What to work on:
Exactly as given, reproduce the records in full.

Dataset items:
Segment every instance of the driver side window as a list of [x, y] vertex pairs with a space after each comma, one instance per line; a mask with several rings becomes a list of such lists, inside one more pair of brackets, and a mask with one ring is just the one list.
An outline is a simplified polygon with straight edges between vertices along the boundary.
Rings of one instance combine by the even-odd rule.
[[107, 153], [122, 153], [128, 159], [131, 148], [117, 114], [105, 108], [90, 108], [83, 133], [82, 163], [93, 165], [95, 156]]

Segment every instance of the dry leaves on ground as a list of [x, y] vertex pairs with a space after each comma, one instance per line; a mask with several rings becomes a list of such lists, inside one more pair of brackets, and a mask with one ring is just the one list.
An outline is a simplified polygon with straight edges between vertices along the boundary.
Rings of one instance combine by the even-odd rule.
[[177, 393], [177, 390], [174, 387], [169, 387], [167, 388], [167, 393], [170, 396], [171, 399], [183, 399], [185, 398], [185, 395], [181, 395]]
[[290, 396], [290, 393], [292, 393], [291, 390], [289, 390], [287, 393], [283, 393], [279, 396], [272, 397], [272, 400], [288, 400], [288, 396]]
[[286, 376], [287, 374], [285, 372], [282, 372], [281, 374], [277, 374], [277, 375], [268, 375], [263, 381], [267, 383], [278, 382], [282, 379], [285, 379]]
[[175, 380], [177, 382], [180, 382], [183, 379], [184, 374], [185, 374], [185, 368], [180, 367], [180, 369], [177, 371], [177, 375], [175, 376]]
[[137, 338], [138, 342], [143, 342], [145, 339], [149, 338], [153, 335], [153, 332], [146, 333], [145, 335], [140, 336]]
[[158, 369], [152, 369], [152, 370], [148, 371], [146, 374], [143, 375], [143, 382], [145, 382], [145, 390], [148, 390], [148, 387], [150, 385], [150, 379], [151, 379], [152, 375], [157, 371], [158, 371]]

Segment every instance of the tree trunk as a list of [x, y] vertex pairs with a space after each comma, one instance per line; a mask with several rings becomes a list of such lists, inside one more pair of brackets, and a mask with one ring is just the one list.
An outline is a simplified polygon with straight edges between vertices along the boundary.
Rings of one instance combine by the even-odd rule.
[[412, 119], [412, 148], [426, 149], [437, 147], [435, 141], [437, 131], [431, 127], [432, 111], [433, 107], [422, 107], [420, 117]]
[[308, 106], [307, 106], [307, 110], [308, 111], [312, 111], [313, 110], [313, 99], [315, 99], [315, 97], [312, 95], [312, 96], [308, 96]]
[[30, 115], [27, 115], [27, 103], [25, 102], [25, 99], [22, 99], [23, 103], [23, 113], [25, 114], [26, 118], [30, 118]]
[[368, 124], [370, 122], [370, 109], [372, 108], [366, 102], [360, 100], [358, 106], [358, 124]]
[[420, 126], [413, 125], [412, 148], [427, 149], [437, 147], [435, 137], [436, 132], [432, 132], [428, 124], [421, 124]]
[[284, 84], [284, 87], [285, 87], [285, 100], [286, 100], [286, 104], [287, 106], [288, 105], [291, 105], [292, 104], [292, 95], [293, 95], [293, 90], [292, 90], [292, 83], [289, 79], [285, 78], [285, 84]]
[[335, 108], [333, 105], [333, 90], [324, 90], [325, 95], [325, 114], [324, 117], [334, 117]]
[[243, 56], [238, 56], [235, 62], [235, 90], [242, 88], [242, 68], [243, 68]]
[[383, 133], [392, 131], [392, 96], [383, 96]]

Result:
Segment every instance of the driver side window as a list of [x, y] vertex pairs with a space after each comma, one instance per line; a mask with several rings becomes a list of such lists, inside one more pair of brackets, and a mask with one ring is just the one list.
An outline is a simplified polygon with straight edges between vertices along the boundary.
Rings of one instance combine by the even-odd rule.
[[107, 153], [122, 153], [128, 159], [131, 148], [117, 114], [105, 108], [90, 108], [83, 133], [82, 163], [93, 165], [95, 156]]

Segment every instance of the dry leaves on ground as a list of [x, y] vertex pairs with a space after each comma, one instance per line; a mask with several rings becomes a list of such lists, inside one more pair of brackets, and a mask with one ring is just the one list.
An outline is a simplified polygon with straight edges between vertices along the boundary.
Rings of one instance combine by the even-odd rule.
[[177, 393], [177, 390], [174, 387], [169, 387], [167, 388], [167, 393], [170, 396], [171, 399], [183, 399], [185, 398], [185, 395], [181, 395]]
[[290, 396], [290, 393], [292, 393], [291, 390], [289, 390], [287, 393], [283, 393], [279, 396], [272, 397], [272, 400], [288, 400], [288, 396]]
[[286, 376], [287, 374], [285, 372], [282, 372], [281, 374], [277, 374], [277, 375], [268, 375], [263, 381], [267, 383], [278, 382], [282, 379], [285, 379]]
[[175, 380], [177, 382], [180, 382], [183, 379], [184, 374], [185, 374], [185, 368], [180, 367], [180, 369], [177, 371], [177, 375], [175, 376]]
[[137, 338], [138, 342], [143, 342], [145, 339], [149, 338], [153, 335], [153, 332], [146, 333], [145, 335], [140, 336]]
[[158, 369], [152, 369], [152, 370], [148, 371], [146, 374], [143, 375], [143, 382], [145, 382], [145, 390], [148, 390], [148, 387], [150, 385], [150, 379], [151, 379], [152, 375], [157, 371], [158, 371]]

Segment every instance of the tree trunk as a list of [x, y] vertex pairs with a space after each comma, one instance per line; a mask with several rings becomes a list of such lists, inside one more pair of brackets, and a mask with one ring is just the one list.
An outline is a simplified polygon with straight edges between vertices along the boundary.
Rings of one instance combine by the even-odd rule.
[[412, 119], [412, 148], [426, 149], [437, 147], [435, 141], [437, 131], [431, 127], [432, 111], [433, 107], [422, 107], [420, 117]]
[[308, 106], [307, 106], [307, 110], [308, 111], [312, 111], [313, 110], [313, 99], [315, 99], [315, 97], [312, 95], [312, 96], [308, 96]]
[[30, 115], [27, 115], [27, 103], [25, 102], [25, 99], [22, 99], [23, 103], [23, 113], [25, 114], [26, 118], [30, 118]]
[[368, 124], [370, 122], [370, 109], [372, 108], [366, 102], [360, 100], [358, 106], [358, 124]]
[[420, 126], [413, 125], [412, 148], [427, 149], [437, 147], [435, 137], [436, 132], [432, 132], [428, 124], [421, 124]]
[[284, 84], [284, 87], [285, 87], [285, 100], [286, 100], [286, 104], [287, 106], [288, 105], [291, 105], [292, 104], [292, 95], [293, 95], [293, 90], [292, 90], [292, 83], [289, 79], [285, 78], [285, 84]]
[[335, 108], [333, 105], [333, 90], [324, 90], [325, 95], [325, 114], [324, 117], [334, 117]]
[[243, 56], [238, 56], [235, 62], [235, 90], [242, 88], [242, 68], [243, 68]]
[[383, 133], [392, 131], [392, 96], [383, 96]]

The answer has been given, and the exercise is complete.